TRECHO PARA LEITURA:
·····
Outro exemplo digno de citação está na página 55 do livro “A Paraíba Republicana – Estrutura de Poder na Paraíba (1889-1945)”, das professoras Rosa Maria Godoy Silveira e Eliete de Queiroz Gurjão podemos encontrar não só registros como também algumas das razões que explicam o estabelecimento, naquele período, do “coronelismo” em toda a região:

“Nos municípios... o prestígio do coronel evoluiu na
razão direta de sua capacidade de fazer favores
(dar emprego, ceder terras, dar proteção policial,
facilitar assistência médico-hospitalar, etc),
e aplicar atos de violência sempre que julgasse
necessário”.



Em um outro momento, o mesmo livro faz referências também ao problema das isenções fiscais. Elas não se referem objetivamente a Rio Tinto, mas vale enfatizar porque, pelo visto, naquele período, pareciam ser algo corriqueiro na política administrativa estadual. A citação está nas páginas 37/38 e relata o seguinte:

“A Lei número 34 de março de 1896 autorizava o
presidente (no caso, o governador do Estado) a subvencionar,
por meio da emissão de apólices, o estabelecimento de uma
usina do Vale do Mamanguape e outra no Vale do Camaratuba...
...Tal apoio do Estado se ateve à isenção fiscal ”.

Tais medidas geraram um dilema. É que, através delas, além de se omitir de suas obrigações, o Governo do Estado fazia de conta que criava incentivos para o desenvolvimento regional, e os empresários, por sua vez, faziam de conta que cumpriam os compromissos assumidos em termos de segurança para a população.
E isso não porque não soubessem ou não quisessem, mas pela própria maneira de ser do patronato, sempre mais voltado à exploração e ao objetivo do maior lucro, do que a um trabalho de preocupação com a humanização das relações de trabalho. Prova disso está na página 149 dos “Manuscritos Econômicos e Filosóficos”, de Karl Marx:



A propriedade privada não sabe transformar a
necessidade básica em necessidade humana; o seu
idealismo é a ilusão, o capricho, a extravagância”.



Mas o pior disso tudo é que, apesar de se preocupar muito com o crescimento dos seus negócios, assentada no contexto do coroneslimo “...a indústria não prospera, não eleva seus padrões técnicos e tem de apelar, continuamente, para a proteção oficial”, enfatiza Victor Nunes Leal, na página 258 do livro Coronelismo, Enxada e Voto – O Município e o Regime Representativo no Brasil.
·····
DADOS:

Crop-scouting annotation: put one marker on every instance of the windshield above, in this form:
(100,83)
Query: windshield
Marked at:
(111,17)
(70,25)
·····
ATIVIDADE 1:
Copie do trecho sobre o coronelismo na Paraíba a parte que vai de "Em um outro" até "para a população.", incluindo essas palavras.
ATIVIDADE 2:
Segundo o trecho, em quais vales a Lei número 34 de março de 1896 autorizava o estabelecimento de usinas?
ATIVIDADE 3:
Liste os favores que o trecho cita entre parênteses como fonte do prestígio do coronel.
Os dados são um material à parte, sem ligação com o trecho.

RESOLUÇÃO 1:
Em um outro momento, o mesmo livro faz referências também ao problema das isenções fiscais. Elas não se referem objetivamente a Rio Tinto, mas vale enfatizar porque, pelo visto, naquele período, pareciam ser algo corriqueiro na política administrativa estadual. A citação está nas páginas 37/38 e relata o seguinte:

“A Lei número 34 de março de 1896 autorizava o
presidente (no caso, o governador do Estado) a subvencionar,
por meio da emissão de apólices, o estabelecimento de uma
usina do Vale do Mamanguape e outra no Vale do Camaratuba...
...Tal apoio do Estado se ateve à isenção fiscal ”.

Tais medidas geraram um dilema. É que, através delas, além de se omitir de suas obrigações, o Governo do Estado fazia de conta que criava incentivos para o desenvolvimento regional, e os empresários, por sua vez, faziam de conta que cumpriam os compromissos assumidos em termos de segurança para a população.

RESOLUÇÃO 2:
No Vale do Mamanguape e no Vale do Camaratuba.

RESOLUÇÃO 3:
Dar emprego, ceder terras, dar proteção policial e facilitar assistência médico-hospitalar.